What needs to be done:
How many of the lines below contain the word "woman"? Reply with the number alone.

(Entries from a pointing dataset)
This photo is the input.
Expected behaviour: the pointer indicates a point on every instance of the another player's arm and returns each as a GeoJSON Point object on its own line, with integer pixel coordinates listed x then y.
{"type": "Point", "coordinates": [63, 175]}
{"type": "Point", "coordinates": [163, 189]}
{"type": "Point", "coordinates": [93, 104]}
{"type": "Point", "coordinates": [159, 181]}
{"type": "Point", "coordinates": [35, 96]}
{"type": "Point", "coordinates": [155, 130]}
==
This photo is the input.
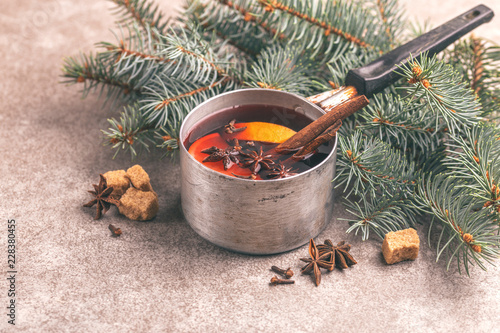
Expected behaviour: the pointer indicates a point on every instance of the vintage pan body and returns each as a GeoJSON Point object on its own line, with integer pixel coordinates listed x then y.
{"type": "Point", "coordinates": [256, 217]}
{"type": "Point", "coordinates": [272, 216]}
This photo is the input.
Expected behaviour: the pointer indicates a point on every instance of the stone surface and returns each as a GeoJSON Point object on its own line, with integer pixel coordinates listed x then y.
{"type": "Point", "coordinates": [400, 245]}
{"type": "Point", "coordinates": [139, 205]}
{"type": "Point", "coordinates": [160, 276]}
--
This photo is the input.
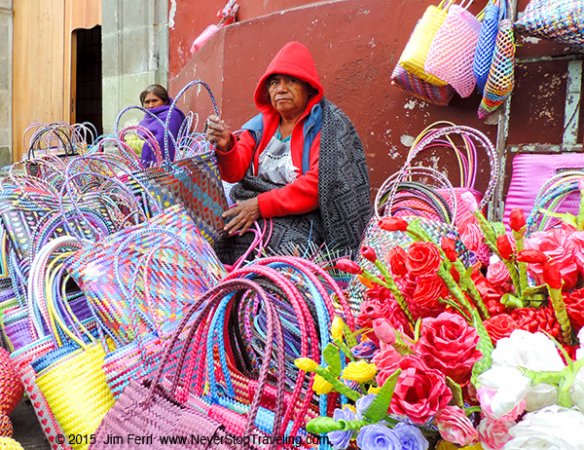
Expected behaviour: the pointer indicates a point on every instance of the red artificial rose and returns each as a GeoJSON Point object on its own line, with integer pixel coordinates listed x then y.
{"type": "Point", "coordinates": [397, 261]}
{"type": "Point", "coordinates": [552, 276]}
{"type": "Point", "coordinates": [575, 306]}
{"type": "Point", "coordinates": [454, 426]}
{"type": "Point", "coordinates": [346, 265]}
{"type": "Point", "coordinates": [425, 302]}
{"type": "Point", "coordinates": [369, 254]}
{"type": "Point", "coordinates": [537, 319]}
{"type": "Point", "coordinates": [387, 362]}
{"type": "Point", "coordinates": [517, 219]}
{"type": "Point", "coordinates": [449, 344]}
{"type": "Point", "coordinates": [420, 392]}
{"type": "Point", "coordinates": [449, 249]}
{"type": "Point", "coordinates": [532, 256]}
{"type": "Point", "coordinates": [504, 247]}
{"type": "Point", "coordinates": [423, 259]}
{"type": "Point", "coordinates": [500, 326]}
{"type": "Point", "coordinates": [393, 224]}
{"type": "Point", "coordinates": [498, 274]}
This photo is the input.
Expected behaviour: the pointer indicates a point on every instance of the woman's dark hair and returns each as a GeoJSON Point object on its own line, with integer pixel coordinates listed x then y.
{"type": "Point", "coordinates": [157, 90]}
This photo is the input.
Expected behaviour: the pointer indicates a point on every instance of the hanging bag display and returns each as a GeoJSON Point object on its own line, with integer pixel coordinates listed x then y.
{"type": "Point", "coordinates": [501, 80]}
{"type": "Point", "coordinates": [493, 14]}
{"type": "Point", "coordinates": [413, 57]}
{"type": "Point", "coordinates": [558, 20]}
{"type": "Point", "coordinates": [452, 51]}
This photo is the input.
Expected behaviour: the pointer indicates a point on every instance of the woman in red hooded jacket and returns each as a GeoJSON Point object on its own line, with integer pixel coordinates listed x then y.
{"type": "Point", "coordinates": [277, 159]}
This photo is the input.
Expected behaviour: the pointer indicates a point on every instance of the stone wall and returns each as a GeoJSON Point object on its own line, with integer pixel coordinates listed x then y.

Written reply:
2